| DIRECTIVE A |
Report how many lines in the rows below contain the string "chair", treating uppercase and lowercase as different. Give only the number.

++++ PAGE ++++

We find nothing either in the spirit or the context of the constitutional provision involved to warrant us in reaching such a conclusion. In State ex rel. Attorney General v. Johnson, 30 Fla. 433, 11 So. 845, 18 L.R.A. 410, decided in 1892, it was pointed out by this Court that it is just as much the duty of the Governor to reinstate an officer who has been suspended, if the evidence does not sustain the charge, as it is to suspend him in the first instance. For us now to hold that the Governor was restricted in this duty so that he could not perform it while the Senate is in session would be a pronouncement in direct violation of an apparently clear mandate of the Constitution.

In addition, it is clear from what has already been said that the Senate is granted no power to remove an officer. That power is vested solely in the Governor. It is true that the Senate must concur in the recommendation of the Governor before the officer may be removed, but beyond that it may not go. How can it be successfully maintained that any power of the Senate is usurped when by the fact of reinstatement itself, the Governor has manifested his determination not to recommend removal?

Under our Constitution, public officers may be removed by two methods. For certain offices, impeachment is prescribed. For all other appointive and elective officers removal is effected by the joint action of the Governor and Senate — the governor being the initiator and movant, and the Senate the reviewing and consenting body. There is a striking resemblance in the two methods, in the respect that in neither instance has the Senate the slightest power to initiate the proceedings. In the case of impeachment, the House of Representatives prefers the charges, and prosecutes the proceedings before the Senate. In all other cases, the Senate may not adjudicate removal except on the express recommendation of the Governor. In neither case has the Senate any power, right or prerogative to exercise its functions as a reviewing body upon its own motion or initiative. The potential power of the Senate to hear and adjudicate the merits of a charge against a public officer can only be invoked by a formal charge in impeachment proceedings, or a formal recommendation of removal by the Governor, and such potential power is not activated by an order of suspension standing alone.

The words in the Article, "and the cause of suspension shall be communicated * * to the Senate at its next session. * * * Every suspension shall continue until the adjournment of the next session of the Senate" are not so compelling in nature and effect as to require that these words be taken out of their context with the section as a whole, and justify us in relieving the Governor of his constitutional duty to reinstate an officer when he has ascertained that the charges made against such officer are untrue. And, as we have already pointed out, the good faith of a Governor, or lack thereof, in making his findings and acting thereon, cannot be questioned by the courts. Under our system of government, and the theory of checks and balances in its administration, certain responsibilities are cast upon the executive, others upon the legislative, and still others upon the judicial, departments, with the intention and purpose, at least in part, that the responsibility for the performance of their respective functions may be ascertained, and each made accountable therefor to the forum of public opinion. By the action of the Governor in reinstating Sullivan, the Senate has lost no prerogative or function vested in it by the Constitution, and hence its powers have not been usurped by the Governor's action.

++++ ROWS ++++

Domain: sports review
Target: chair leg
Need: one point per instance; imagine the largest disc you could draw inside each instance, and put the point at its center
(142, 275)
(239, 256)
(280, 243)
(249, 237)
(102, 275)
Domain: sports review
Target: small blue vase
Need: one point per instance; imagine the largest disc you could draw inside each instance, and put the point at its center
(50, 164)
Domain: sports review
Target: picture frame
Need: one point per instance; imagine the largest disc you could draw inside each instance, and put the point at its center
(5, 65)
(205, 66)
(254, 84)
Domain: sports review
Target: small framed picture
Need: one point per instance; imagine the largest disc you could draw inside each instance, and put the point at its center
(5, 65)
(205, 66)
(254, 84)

++++
++++ ROWS ++++

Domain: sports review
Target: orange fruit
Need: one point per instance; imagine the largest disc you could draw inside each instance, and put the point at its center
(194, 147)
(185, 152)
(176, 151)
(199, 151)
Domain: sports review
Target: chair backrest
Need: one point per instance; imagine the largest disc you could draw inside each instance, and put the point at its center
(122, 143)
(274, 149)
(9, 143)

++++

| DIRECTIVE B |
Reproduce word for word the part of the court opinion above between "In addition, it" and "to recommend removal?", inclusive.

| REPLY A |
2

| REPLY B |
In addition, it is clear from what has already been said that the Senate is granted no power to remove an officer. That power is vested solely in the Governor. It is true that the Senate must concur in the recommendation of the Governor before the officer may be removed, but beyond that it may not go. How can it be successfully maintained that any power of the Senate is usurped when by the fact of reinstatement itself, the Governor has manifested his determination not to recommend removal?